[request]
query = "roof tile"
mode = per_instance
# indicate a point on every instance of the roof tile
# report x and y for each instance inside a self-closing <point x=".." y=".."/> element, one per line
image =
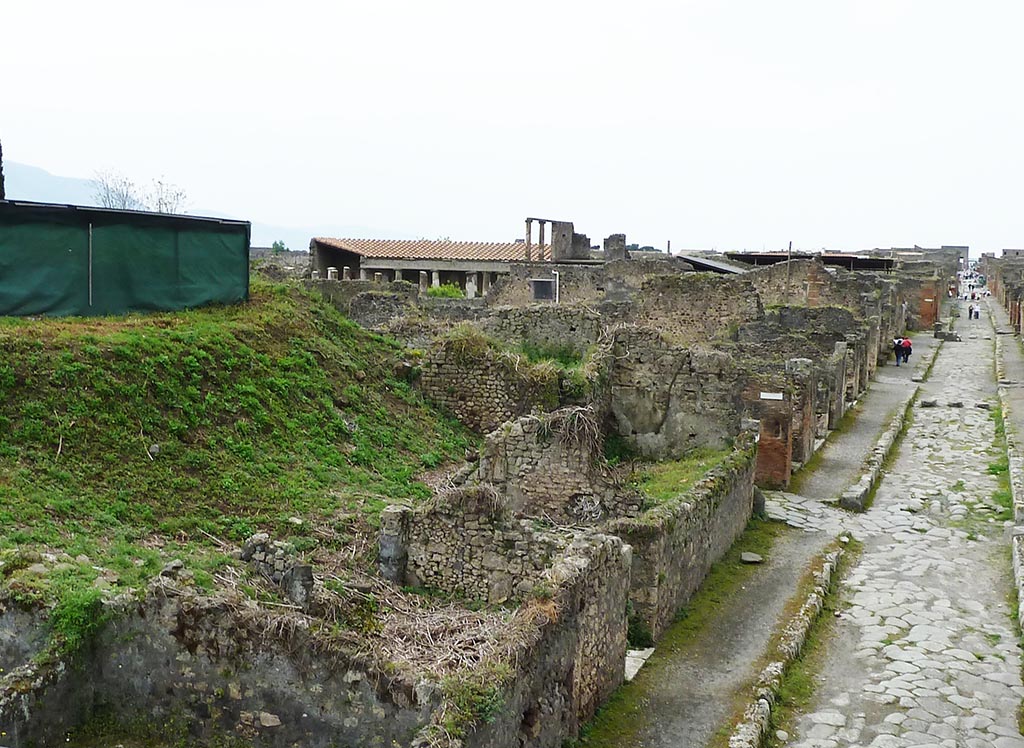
<point x="434" y="249"/>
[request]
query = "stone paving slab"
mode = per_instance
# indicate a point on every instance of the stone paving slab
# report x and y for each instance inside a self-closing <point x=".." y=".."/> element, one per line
<point x="841" y="463"/>
<point x="926" y="651"/>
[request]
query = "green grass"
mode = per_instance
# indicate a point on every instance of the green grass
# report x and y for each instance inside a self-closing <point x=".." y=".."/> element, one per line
<point x="619" y="722"/>
<point x="263" y="411"/>
<point x="1003" y="496"/>
<point x="665" y="481"/>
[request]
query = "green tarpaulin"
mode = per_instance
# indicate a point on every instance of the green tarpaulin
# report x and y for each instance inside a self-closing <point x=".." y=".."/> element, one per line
<point x="73" y="260"/>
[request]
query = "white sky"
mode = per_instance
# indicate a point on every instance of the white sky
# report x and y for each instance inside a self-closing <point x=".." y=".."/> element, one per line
<point x="722" y="124"/>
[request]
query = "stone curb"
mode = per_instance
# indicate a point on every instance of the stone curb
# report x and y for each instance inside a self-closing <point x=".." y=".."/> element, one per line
<point x="855" y="497"/>
<point x="1016" y="472"/>
<point x="756" y="722"/>
<point x="1013" y="450"/>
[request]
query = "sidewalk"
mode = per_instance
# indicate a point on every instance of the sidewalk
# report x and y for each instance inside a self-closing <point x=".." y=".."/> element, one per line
<point x="684" y="695"/>
<point x="843" y="454"/>
<point x="925" y="653"/>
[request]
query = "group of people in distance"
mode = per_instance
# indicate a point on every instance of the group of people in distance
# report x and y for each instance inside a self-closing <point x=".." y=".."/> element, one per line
<point x="902" y="347"/>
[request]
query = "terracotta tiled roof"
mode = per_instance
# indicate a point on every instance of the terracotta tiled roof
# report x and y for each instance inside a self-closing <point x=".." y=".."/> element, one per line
<point x="435" y="249"/>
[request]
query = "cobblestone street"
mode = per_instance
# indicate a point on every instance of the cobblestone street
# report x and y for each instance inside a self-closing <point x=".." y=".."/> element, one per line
<point x="926" y="650"/>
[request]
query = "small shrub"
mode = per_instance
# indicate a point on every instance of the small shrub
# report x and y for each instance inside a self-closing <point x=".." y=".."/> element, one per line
<point x="445" y="290"/>
<point x="77" y="616"/>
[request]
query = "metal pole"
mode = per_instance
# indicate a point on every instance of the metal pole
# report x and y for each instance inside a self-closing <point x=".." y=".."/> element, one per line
<point x="788" y="269"/>
<point x="90" y="264"/>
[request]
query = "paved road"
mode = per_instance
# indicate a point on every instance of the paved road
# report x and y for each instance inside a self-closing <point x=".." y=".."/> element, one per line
<point x="687" y="695"/>
<point x="926" y="653"/>
<point x="843" y="456"/>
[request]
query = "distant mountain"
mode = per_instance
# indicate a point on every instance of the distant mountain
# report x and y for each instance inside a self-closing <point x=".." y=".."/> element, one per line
<point x="31" y="182"/>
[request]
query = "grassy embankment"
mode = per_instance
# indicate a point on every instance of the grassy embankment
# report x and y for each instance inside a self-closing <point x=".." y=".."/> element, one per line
<point x="125" y="442"/>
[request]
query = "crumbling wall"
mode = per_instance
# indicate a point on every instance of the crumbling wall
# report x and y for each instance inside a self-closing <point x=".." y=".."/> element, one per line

◇ ◇ ◇

| HOW TO COMPLETE THIS TASK |
Each line above is to be copied verbatim. Drop any image from the copy.

| RESULT BELOW |
[request]
query = "roof tile"
mode = per_instance
# indicate a point on every instance of the roof tile
# report x and y for each instance inside a self-closing <point x=".." y=".."/> element, one per line
image =
<point x="434" y="249"/>
[request]
query = "stone paving slab"
mode = per_instance
# indicate a point on every instance of the stone paving slab
# report x and y for each instance inside a self-closing <point x=".." y=".."/> element, one per line
<point x="841" y="463"/>
<point x="926" y="651"/>
[request]
query = "green grass"
mode = per_instance
# indicate a point on every instance of the green grass
# report x and y for each instance inside a self-closing <point x=".." y=".."/> element, one per line
<point x="619" y="722"/>
<point x="263" y="411"/>
<point x="1003" y="496"/>
<point x="665" y="481"/>
[request]
query = "green tarpaulin"
mode = per_instance
# indicate a point on every instance of the green tarpaulin
# report x and y for each instance inside a self-closing <point x=".." y=".."/> element, one per line
<point x="73" y="260"/>
[request]
query = "white sky"
mode = per_instance
# indicate a point on every instance of the white sky
# report x and y for each instance inside a self-closing <point x=".." y=".."/> element, one per line
<point x="722" y="124"/>
[request]
query = "stone curb"
mode = per_instance
# indicate a point on every instance of the stone curb
# report x and y for each instance inside a self-closing <point x=".." y=".."/> element, one per line
<point x="855" y="497"/>
<point x="1016" y="472"/>
<point x="756" y="722"/>
<point x="1013" y="450"/>
[request]
query = "sidewalk"
mode = per_instance
# indicate a point on every instance of the sidewalk
# report x and y for each instance inside a self-closing <point x=".." y=".."/> element, one per line
<point x="684" y="695"/>
<point x="843" y="454"/>
<point x="925" y="653"/>
[request]
query = "group of people in distance"
mode = per_instance
# indicate a point on every instance of the group of people in distance
# report x and y for each instance inside a self-closing <point x=".." y=".."/> element, one per line
<point x="902" y="347"/>
[request]
query = "terracotta tiled roof"
mode = per_instance
# indicate a point on every instance of the terracotta tiled roof
# report x and y for each instance inside a self-closing <point x=".." y=".."/> element, one per line
<point x="435" y="249"/>
[request]
query = "cobblestone street"
mode = per_instance
# indicate a point on every instance of the cobblestone street
# report x and y for each instance inside a self-closing <point x=".." y=".."/> element, one per line
<point x="926" y="650"/>
[request]
query = "small shrub"
mode = per_instance
# indicate a point on every instance of the small shrub
# report x and y for each instance inside a self-closing <point x=".." y=".."/> element, one per line
<point x="445" y="290"/>
<point x="77" y="616"/>
[request]
query = "metal pole"
mode = per_instance
# indicate a point on every instance of the metal pole
# report x and y for each instance inside a self-closing <point x=".." y=".."/> element, one per line
<point x="788" y="269"/>
<point x="90" y="264"/>
[request]
query = "paved road"
mode = per_instance
# indicate a point on every instance of the paved road
# report x and y for each instance inside a self-closing <point x=".." y=".."/> element, one per line
<point x="687" y="695"/>
<point x="926" y="653"/>
<point x="843" y="456"/>
[request]
query = "distant mountain"
mode = per_instance
# indicate a point on every instance of the distant mountain
# report x and y for each instance inside a self-closing <point x=".." y=".."/> element, one per line
<point x="31" y="182"/>
[request]
query = "grassy embankment"
mode = per_instance
# indicate a point on every instance of the grassy embankment
# report x and y for each instance inside a self-closing <point x=".." y=".."/> element, one per line
<point x="125" y="442"/>
[request]
query = "crumbling wall"
mode = per_instance
# indicate a point on every instance of the crumbling wall
# report x and y for each instance inside a self-closing <point x=".." y=".."/> element, one per line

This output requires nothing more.